- **Task goal**: Scan the data, and whenever a line contains "order", copy it.

Segmentation mask data:
***

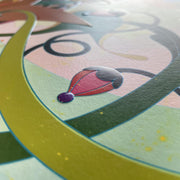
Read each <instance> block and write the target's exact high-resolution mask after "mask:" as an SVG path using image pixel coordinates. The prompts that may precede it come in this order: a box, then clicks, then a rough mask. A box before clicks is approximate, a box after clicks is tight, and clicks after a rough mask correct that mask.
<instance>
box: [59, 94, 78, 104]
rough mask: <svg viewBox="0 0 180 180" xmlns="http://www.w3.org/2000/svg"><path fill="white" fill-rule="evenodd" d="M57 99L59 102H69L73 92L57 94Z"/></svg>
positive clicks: (73, 95)
mask: <svg viewBox="0 0 180 180" xmlns="http://www.w3.org/2000/svg"><path fill="white" fill-rule="evenodd" d="M57 99H58V101H59V102H61V103H67V102H71V101H72V100H73V99H74V94H73V93H71V92H64V93H61V94H59V95H58V96H57Z"/></svg>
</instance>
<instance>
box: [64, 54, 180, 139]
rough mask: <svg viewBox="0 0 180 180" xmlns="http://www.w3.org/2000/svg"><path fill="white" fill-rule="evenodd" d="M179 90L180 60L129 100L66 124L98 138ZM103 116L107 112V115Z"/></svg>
mask: <svg viewBox="0 0 180 180" xmlns="http://www.w3.org/2000/svg"><path fill="white" fill-rule="evenodd" d="M178 86H180V56H178V57H177V58H175V59H174V60H173V61H172V63H171V64H170V65H169V66H168V67H167V68H166V69H165V70H163V71H162V72H160V73H159V74H158V75H157V76H156V77H155V78H153V79H151V80H150V81H148V82H147V83H146V84H144V85H143V86H141V87H140V88H138V89H136V90H135V91H133V92H131V93H130V94H128V95H127V96H125V97H123V98H121V99H119V100H118V101H116V102H114V103H112V104H110V105H108V106H105V107H103V108H100V109H99V110H97V111H94V112H92V113H89V114H87V115H85V116H81V117H79V118H75V119H71V120H68V121H66V123H68V124H69V125H70V126H72V127H74V128H75V129H77V130H79V131H80V132H81V133H83V134H85V135H87V136H94V135H97V134H99V133H101V132H103V131H106V130H108V129H110V128H113V127H115V126H117V125H119V124H121V123H124V122H126V121H128V120H129V119H131V118H133V117H135V116H136V115H138V114H140V113H142V112H143V111H145V110H147V109H148V108H150V107H151V106H153V105H154V104H156V103H157V102H158V101H160V100H161V99H162V98H164V97H165V96H167V95H168V94H169V93H170V92H171V91H173V90H174V89H175V88H177V87H178ZM100 112H103V115H101V114H100Z"/></svg>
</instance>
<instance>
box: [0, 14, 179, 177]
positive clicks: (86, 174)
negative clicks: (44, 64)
mask: <svg viewBox="0 0 180 180" xmlns="http://www.w3.org/2000/svg"><path fill="white" fill-rule="evenodd" d="M20 12H23V13H25V14H26V15H27V17H28V19H27V21H26V23H25V24H24V25H23V27H22V28H21V29H20V30H19V31H18V32H17V33H16V34H15V35H14V36H13V37H12V39H11V40H10V41H9V42H8V44H7V45H6V47H5V49H4V51H3V52H2V55H1V57H0V82H1V87H0V111H1V113H2V114H3V116H4V118H5V120H6V122H7V124H8V126H9V127H10V129H11V130H12V132H13V133H14V134H15V136H16V137H17V138H18V139H19V140H20V141H21V143H22V144H23V145H24V146H25V147H26V148H27V149H28V150H29V151H31V152H32V153H33V154H34V155H35V156H36V157H38V158H39V159H40V160H41V161H42V162H44V163H45V164H46V165H47V166H48V167H50V168H51V169H53V170H54V171H55V172H57V173H59V174H61V175H62V176H64V177H65V178H67V179H69V180H71V179H74V180H100V179H103V180H106V179H107V180H111V179H113V180H116V179H118V180H119V179H121V180H128V179H129V180H132V179H137V180H152V179H153V180H160V179H163V180H175V179H180V176H178V175H175V174H171V173H167V172H166V171H162V170H159V169H156V168H153V167H150V166H147V165H145V164H140V163H137V162H135V161H132V160H129V159H127V158H125V157H123V156H120V155H118V154H116V153H114V152H111V151H109V150H107V149H105V148H103V147H101V146H99V145H98V144H96V143H94V142H92V141H90V140H89V139H88V138H86V137H84V136H82V135H80V134H78V133H77V132H76V131H74V130H73V129H71V128H70V127H68V126H67V125H65V124H64V123H63V122H61V121H59V120H58V119H57V118H56V117H55V116H54V115H53V114H51V113H50V112H49V111H48V110H47V109H46V108H45V107H44V106H43V105H42V104H41V103H40V102H39V100H38V99H37V98H36V97H35V95H34V94H33V92H32V90H31V89H30V87H29V85H28V83H27V81H26V78H25V75H24V72H23V61H22V59H23V52H24V46H25V44H26V41H27V38H28V36H29V34H30V33H31V30H32V28H33V25H34V23H35V21H36V18H35V16H34V15H33V14H32V13H30V12H24V11H20ZM39 58H41V57H39Z"/></svg>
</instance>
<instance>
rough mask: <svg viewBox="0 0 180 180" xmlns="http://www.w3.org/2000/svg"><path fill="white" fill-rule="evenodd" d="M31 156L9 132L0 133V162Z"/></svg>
mask: <svg viewBox="0 0 180 180" xmlns="http://www.w3.org/2000/svg"><path fill="white" fill-rule="evenodd" d="M28 157H31V155H30V154H29V153H28V152H27V151H26V150H25V149H24V148H23V147H22V146H21V145H20V144H19V143H18V142H17V140H16V139H15V138H14V137H13V135H12V134H11V133H9V132H5V133H0V163H6V162H12V161H16V160H21V159H25V158H28Z"/></svg>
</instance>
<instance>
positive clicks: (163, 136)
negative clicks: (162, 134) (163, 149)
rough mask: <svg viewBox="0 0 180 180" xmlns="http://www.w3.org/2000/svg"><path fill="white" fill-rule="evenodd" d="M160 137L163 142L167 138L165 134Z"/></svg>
mask: <svg viewBox="0 0 180 180" xmlns="http://www.w3.org/2000/svg"><path fill="white" fill-rule="evenodd" d="M159 139H160V141H163V142H165V141H166V140H167V139H166V137H165V136H160V138H159Z"/></svg>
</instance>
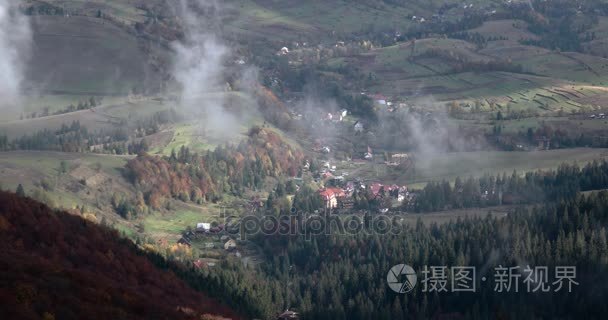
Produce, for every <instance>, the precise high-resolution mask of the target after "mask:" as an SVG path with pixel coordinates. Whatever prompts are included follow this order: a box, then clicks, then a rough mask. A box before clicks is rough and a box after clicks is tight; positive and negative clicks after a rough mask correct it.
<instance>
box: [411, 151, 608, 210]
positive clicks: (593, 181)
mask: <svg viewBox="0 0 608 320" xmlns="http://www.w3.org/2000/svg"><path fill="white" fill-rule="evenodd" d="M605 188H608V162H606V161H601V162H597V161H596V162H592V163H589V164H587V165H585V166H584V167H583V168H580V167H578V166H577V165H567V164H563V165H561V166H560V167H559V168H558V169H557V170H556V171H537V172H528V173H526V174H525V175H523V176H522V175H519V174H517V173H516V172H513V174H511V175H510V176H507V175H506V174H503V175H499V176H490V175H486V176H483V177H481V178H473V177H470V178H468V179H466V180H462V179H461V178H457V179H456V182H455V183H454V185H451V184H450V183H449V182H447V181H443V182H430V183H428V184H427V185H426V187H425V188H424V189H423V190H422V191H420V192H418V193H417V195H416V198H415V200H414V203H413V204H408V207H411V208H413V209H414V210H415V211H417V212H430V211H441V210H446V209H460V208H478V207H486V206H495V205H502V204H532V203H539V202H543V201H556V200H558V199H571V198H572V197H574V196H575V195H576V193H577V192H579V191H589V190H599V189H605Z"/></svg>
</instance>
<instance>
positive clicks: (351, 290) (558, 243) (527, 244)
mask: <svg viewBox="0 0 608 320" xmlns="http://www.w3.org/2000/svg"><path fill="white" fill-rule="evenodd" d="M607 227H608V193H607V192H600V193H599V194H592V195H589V196H578V197H576V198H575V199H572V200H568V201H562V202H558V203H556V204H548V205H545V206H539V207H534V208H530V209H525V208H522V209H519V210H517V211H516V212H514V213H512V214H509V215H508V216H507V217H505V218H492V217H489V216H488V217H487V218H476V219H469V220H459V221H456V222H451V223H448V224H444V225H432V226H430V227H427V226H425V225H423V224H422V223H421V222H420V223H418V224H417V225H414V226H406V227H404V228H403V229H402V230H400V233H399V234H398V235H385V236H381V235H373V234H372V235H366V234H363V233H361V234H358V235H355V236H351V235H349V236H344V235H336V234H333V235H331V236H327V235H324V236H318V237H313V238H312V241H310V240H306V239H305V237H304V236H301V237H286V236H284V237H276V238H274V239H270V238H265V241H264V242H265V248H266V254H267V255H268V261H270V263H269V266H268V268H267V270H268V274H269V275H271V276H272V277H273V278H274V279H275V281H277V282H279V283H284V284H285V283H289V286H288V287H286V288H285V294H283V295H280V296H279V297H278V298H277V300H278V301H277V302H278V303H281V304H284V305H286V306H288V305H293V304H296V303H297V304H298V306H299V311H300V312H302V313H303V315H304V318H306V319H465V318H466V319H532V318H535V319H555V318H560V319H601V318H603V317H604V315H605V314H606V312H608V309H607V306H606V304H605V299H604V297H605V296H606V294H608V287H607V286H606V285H605V284H606V281H607V280H608V278H607V276H606V275H607V272H608V237H607V233H606V228H607ZM277 252H285V254H284V255H281V256H278V257H277V255H276V253H277ZM400 263H406V264H408V265H411V266H412V267H413V268H414V269H415V270H416V271H417V272H418V281H419V283H418V287H416V289H414V291H412V292H409V293H406V294H395V293H394V292H393V291H391V290H390V289H389V288H388V287H387V284H386V273H387V272H388V270H389V269H390V268H391V267H392V266H393V265H396V264H400ZM424 266H429V268H430V266H447V267H448V270H449V268H450V267H452V266H475V267H476V271H477V274H476V283H477V291H476V292H450V289H449V288H450V287H449V286H450V285H449V283H450V282H449V281H451V280H450V279H449V278H446V279H447V281H448V282H447V283H448V285H447V290H448V291H446V292H437V291H435V292H426V293H425V292H422V289H421V288H422V287H423V285H422V283H421V278H422V274H421V271H422V270H423V268H424ZM499 266H502V267H518V266H519V271H518V272H519V273H520V274H521V278H519V280H517V281H519V287H518V288H519V290H518V291H519V292H517V293H516V292H515V287H514V286H515V284H514V283H513V287H512V288H511V289H510V292H505V291H503V292H497V291H496V289H495V288H496V281H495V278H494V275H495V273H496V272H495V269H494V268H496V267H499ZM527 266H529V267H530V268H534V267H536V266H546V267H547V268H548V270H549V279H550V280H551V282H552V284H548V285H550V286H551V288H550V291H548V292H541V291H537V292H532V291H528V289H526V283H525V282H524V278H525V277H526V273H525V272H524V271H523V270H524V269H525V268H526V267H527ZM556 266H576V279H575V281H576V282H577V283H578V285H573V286H572V292H568V290H567V287H563V288H562V289H561V290H557V292H556V289H557V286H558V285H557V284H555V283H553V281H554V279H555V273H554V270H555V267H556ZM482 277H486V278H487V281H482V280H481V278H482ZM533 284H534V285H536V284H537V283H536V282H535V283H533ZM564 285H566V284H564ZM318 306H324V307H323V308H319V307H318Z"/></svg>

***

- **Task answer**:
Read each <instance> block and write the target's exact high-resolution mask after "mask:" as an SVG path using image pixel coordinates. The prompts that may precede it come in this order: a box, then clicks, then a rough mask. A box before clicks is approximate, a box after clicks is tight, and clicks after a rough mask correct that mask.
Produce, for every <instance>, the precise high-resolution mask of the target after "mask:" as an SVG path with pixel coordinates. Whatever prompts are included follow this order: a box, then clicks, then a rough mask. A box before clicks is rough and a box after clicks is tight; positive and negative clicks after a rough mask correct it.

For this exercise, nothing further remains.